# TEXT EXTRACT:
HBDI – Hermann Brain Dominance Instrument (c) by Hermann Global LLC
The Whole Brain Model by Hermann Global LLC

Jobs was clearly a visionary, plus there were stories about his total lack of people skills. This — according to Robertson — is a perfect managerial style for the first phase of implementing an innovation: development. But when your product gains market share and you are faced with the challenges of growth, the “people” and “control” should be dominant factors in your decisions. And while Jobs obsessed over details, I don’t think he was a big fan of plans and procedures. Not to mention maintaining good relations with large groups of people. Yet this is exactly what Apple needed to leave the market niche.

Apple’s market share is bigger than BMW’s or Mercedes’ or Porsche’s in the automotive market. What’s wrong with being a BMW or Mercedes?

Steve Jobs (from Six Marketing Lessons)

Jobs was good at making BMWs. Tim Cook is the perfect “peacetime manager”. He listens to the market, he creates products based on the demand, not the vision, intuition or “because I say so”. Innovators don’t find it attractive, but… Apple is not for them anymore. Just think what Porsche’s hardcore users said when they first saw Porsche Cayenne. “Betrayal!”, “It’s not a Porsche!”. Think Mercedes A-Class, BMW 1… Will the company from Cupertino return to the graces of tech enthusiasts? It will have to, one day… Will they do it with Tim Cook? Well, I have to tell you about yet one more thing.

# EXCERPTED DATA:
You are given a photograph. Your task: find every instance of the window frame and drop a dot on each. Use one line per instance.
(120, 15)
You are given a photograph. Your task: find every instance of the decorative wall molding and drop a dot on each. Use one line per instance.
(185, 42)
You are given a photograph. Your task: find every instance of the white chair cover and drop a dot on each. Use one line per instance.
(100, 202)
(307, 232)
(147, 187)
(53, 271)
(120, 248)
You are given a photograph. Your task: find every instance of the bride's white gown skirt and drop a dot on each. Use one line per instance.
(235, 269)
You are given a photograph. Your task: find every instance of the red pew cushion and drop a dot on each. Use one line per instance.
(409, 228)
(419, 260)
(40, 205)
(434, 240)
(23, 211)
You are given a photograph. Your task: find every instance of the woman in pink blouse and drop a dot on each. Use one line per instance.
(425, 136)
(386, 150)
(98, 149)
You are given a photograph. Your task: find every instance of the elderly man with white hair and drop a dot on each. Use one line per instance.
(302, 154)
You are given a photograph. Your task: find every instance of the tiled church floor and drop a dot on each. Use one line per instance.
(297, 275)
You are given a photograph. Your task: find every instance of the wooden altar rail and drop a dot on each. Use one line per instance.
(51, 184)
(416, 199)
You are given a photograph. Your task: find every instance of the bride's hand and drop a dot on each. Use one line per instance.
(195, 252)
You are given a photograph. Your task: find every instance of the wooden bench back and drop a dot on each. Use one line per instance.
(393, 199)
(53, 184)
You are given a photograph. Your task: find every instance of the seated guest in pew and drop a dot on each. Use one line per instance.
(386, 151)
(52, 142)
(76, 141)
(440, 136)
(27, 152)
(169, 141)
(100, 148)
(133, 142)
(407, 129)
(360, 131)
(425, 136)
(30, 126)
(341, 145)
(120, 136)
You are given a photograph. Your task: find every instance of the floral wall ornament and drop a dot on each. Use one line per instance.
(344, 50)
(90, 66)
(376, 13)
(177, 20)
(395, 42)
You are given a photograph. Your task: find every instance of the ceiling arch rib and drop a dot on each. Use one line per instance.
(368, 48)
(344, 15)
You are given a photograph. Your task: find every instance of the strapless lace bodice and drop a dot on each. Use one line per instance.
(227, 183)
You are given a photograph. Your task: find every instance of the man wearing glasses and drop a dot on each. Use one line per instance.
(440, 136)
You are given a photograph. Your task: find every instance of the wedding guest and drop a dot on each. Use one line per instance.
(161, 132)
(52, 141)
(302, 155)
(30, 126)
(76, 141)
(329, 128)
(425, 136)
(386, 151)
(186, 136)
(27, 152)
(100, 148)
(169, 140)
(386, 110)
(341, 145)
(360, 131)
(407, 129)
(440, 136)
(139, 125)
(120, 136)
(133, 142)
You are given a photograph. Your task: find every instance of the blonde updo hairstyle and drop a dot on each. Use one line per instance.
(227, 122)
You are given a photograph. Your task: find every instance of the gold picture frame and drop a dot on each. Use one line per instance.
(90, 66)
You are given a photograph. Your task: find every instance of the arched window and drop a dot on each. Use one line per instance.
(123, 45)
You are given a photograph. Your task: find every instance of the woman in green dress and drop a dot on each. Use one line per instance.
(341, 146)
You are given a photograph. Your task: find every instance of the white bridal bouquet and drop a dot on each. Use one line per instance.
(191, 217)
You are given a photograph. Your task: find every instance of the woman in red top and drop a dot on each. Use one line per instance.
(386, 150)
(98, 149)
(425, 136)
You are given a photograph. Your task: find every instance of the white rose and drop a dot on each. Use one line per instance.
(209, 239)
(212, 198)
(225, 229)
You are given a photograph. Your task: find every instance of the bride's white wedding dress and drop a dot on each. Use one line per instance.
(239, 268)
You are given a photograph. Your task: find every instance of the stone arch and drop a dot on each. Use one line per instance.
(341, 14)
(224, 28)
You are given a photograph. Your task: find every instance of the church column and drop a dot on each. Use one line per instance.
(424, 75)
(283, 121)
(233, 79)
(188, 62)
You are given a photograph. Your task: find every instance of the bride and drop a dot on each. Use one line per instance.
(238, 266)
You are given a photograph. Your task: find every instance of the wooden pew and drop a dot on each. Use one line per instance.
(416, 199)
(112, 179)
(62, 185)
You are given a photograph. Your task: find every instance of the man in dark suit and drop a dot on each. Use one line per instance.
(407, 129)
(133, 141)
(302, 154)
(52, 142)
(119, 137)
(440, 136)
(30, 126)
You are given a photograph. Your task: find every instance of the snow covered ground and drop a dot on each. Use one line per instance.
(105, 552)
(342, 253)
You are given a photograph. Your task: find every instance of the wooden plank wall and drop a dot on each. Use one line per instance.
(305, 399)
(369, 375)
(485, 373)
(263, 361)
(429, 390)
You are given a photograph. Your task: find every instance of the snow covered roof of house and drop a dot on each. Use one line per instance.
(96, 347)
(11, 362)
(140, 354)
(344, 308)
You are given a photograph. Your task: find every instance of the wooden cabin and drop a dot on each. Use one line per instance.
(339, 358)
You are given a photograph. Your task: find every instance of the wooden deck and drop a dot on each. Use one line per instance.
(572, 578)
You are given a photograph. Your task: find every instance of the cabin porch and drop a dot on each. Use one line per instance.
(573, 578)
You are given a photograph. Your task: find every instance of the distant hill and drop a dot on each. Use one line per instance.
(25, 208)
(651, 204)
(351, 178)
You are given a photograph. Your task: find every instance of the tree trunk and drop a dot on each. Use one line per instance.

# PROBLEM STATEMENT:
In the text on Apple's leadership, restate the passage that begins with "HBDI – Hermann" and ends with "BMW or Mercedes?", substituting "pioneer" for "visionary". The rows aren't needed for what comes next.

# PROBLEM SOLUTION:
HBDI – Hermann Brain Dominance Instrument (c) by Hermann Global LLC
The Whole Brain Model by Hermann Global LLC

Jobs was clearly a pioneer, plus there were stories about his total lack of people skills. This — according to Robertson — is a perfect managerial style for the first phase of implementing an innovation: development. But when your product gains market share and you are faced with the challenges of growth, the “people” and “control” should be dominant factors in your decisions. And while Jobs obsessed over details, I don’t think he was a big fan of plans and procedures. Not to mention maintaining good relations with large groups of people. Yet this is exactly what Apple needed to leave the market niche.

Apple’s market share is bigger than BMW’s or Mercedes’ or Porsche’s in the automotive market. What’s wrong with being a BMW or Mercedes?